## The task:
Rewrite the lines below, changing every "corners" to "vertices" and leaving everything else unchanged.
- - -
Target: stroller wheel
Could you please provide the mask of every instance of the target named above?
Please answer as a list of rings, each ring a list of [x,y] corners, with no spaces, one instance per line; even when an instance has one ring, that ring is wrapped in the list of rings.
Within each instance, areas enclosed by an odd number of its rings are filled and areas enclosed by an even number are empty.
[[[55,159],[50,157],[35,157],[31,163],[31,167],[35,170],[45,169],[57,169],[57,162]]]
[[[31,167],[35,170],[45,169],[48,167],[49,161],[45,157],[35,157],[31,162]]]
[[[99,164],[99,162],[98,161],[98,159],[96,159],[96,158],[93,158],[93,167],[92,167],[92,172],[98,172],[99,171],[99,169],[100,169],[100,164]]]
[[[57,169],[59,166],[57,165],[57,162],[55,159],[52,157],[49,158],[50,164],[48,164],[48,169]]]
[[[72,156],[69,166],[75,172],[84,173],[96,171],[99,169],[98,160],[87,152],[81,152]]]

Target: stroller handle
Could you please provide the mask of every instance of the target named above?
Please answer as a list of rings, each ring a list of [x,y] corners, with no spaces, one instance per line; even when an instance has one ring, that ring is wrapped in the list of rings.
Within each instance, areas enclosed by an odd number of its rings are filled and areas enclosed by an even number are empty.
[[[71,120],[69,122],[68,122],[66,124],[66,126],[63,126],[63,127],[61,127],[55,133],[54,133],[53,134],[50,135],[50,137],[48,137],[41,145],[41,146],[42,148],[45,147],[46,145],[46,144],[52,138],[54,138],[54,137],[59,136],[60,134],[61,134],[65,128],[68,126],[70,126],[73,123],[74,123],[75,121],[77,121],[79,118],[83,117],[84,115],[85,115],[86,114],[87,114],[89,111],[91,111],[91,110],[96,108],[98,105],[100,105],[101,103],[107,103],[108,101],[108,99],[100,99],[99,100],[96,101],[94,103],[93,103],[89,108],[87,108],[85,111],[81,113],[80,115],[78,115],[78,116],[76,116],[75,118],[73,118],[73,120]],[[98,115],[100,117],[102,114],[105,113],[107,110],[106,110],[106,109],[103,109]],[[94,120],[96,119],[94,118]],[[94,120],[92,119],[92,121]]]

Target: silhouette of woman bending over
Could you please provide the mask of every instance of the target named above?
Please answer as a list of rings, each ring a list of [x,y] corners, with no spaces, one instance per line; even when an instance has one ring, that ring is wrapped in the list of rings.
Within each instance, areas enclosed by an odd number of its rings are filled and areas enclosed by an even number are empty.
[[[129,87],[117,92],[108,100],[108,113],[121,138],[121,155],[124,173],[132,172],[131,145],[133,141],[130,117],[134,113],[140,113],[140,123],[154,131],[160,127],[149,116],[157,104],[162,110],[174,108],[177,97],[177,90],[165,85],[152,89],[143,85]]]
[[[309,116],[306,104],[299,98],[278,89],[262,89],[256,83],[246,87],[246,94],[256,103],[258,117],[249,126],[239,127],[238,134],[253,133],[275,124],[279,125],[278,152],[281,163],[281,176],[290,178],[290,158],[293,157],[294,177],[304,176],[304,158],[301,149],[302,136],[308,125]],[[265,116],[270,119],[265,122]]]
- - -
## Output:
Target: stroller wheel
Could you please provide the mask of every instance of the target named above?
Please answer as a list of rings, each ring a list of [x,y] vertices, with no spaces, one instance per line; even when an instance has one ring, that ring is wrapped in the list of rings.
Within each instance, areas enclosed by an odd number of its rings are filled and areas enclosed by an even number are empty.
[[[55,159],[50,157],[35,157],[31,163],[31,167],[35,170],[45,169],[57,169],[57,162]]]
[[[31,167],[35,170],[45,169],[48,167],[49,161],[45,157],[35,157],[31,162]]]
[[[99,164],[99,162],[98,161],[98,159],[96,159],[96,158],[93,158],[93,167],[92,167],[92,172],[98,172],[99,171],[99,169],[100,169],[100,164]]]
[[[57,169],[59,166],[57,165],[57,162],[55,159],[52,157],[49,158],[50,164],[48,164],[48,169]]]
[[[72,156],[69,166],[75,172],[84,173],[96,171],[99,169],[98,160],[87,152],[81,152]]]

Target: stroller handle
Could you please provide the mask of every instance of the target named above?
Please answer as a list of rings, each ring a list of [x,y] vertices, with no spaces, one instance per line; even when an instance has one ring, that ring is wrapped in the list of rings.
Within each instance, areas enclosed by an odd number of its rings are filled and areas enclosed by an even number are empty.
[[[71,120],[69,122],[68,122],[66,124],[66,126],[63,126],[63,127],[61,127],[55,133],[54,133],[53,134],[50,135],[50,137],[48,137],[41,145],[41,146],[42,148],[45,147],[46,145],[46,144],[52,138],[54,138],[54,137],[59,136],[60,134],[61,134],[65,128],[68,126],[70,126],[73,123],[74,123],[75,121],[77,121],[79,118],[83,117],[84,115],[85,115],[86,114],[87,114],[89,111],[91,111],[91,110],[96,108],[98,105],[100,105],[101,103],[107,103],[108,101],[108,99],[100,99],[99,100],[96,101],[94,103],[93,103],[89,108],[87,108],[85,111],[81,113],[80,115],[78,115],[78,116],[76,116],[75,118],[73,118],[73,120]],[[98,115],[100,117],[102,114],[105,113],[107,110],[106,110],[106,109],[103,109]],[[94,120],[96,119],[94,118]],[[94,120],[92,119],[92,121]]]

Target: silhouette of woman bending over
Could you please provide the mask of every instance of the target named above?
Please answer as a list of rings, each ring a list of [x,y] vertices, with no spaces, one instance per line; even when an instance has one ring, that ring is wrapped in the list of rings.
Within each instance, areas enclosed by an odd number of its rings are filled and areas enclosed by an even number are empty.
[[[129,87],[117,92],[108,100],[108,113],[121,138],[121,155],[124,173],[132,172],[131,145],[133,141],[130,117],[134,113],[140,113],[140,123],[154,131],[160,127],[149,116],[157,104],[162,110],[174,108],[177,97],[177,90],[165,85],[152,89],[143,85]]]
[[[309,116],[306,104],[299,98],[278,89],[262,89],[256,83],[246,87],[246,94],[256,103],[258,117],[249,126],[239,127],[238,134],[253,133],[275,124],[279,125],[278,152],[281,163],[281,176],[290,178],[290,158],[293,157],[294,177],[304,176],[304,158],[301,149],[302,136],[308,125]],[[265,116],[270,119],[265,122]]]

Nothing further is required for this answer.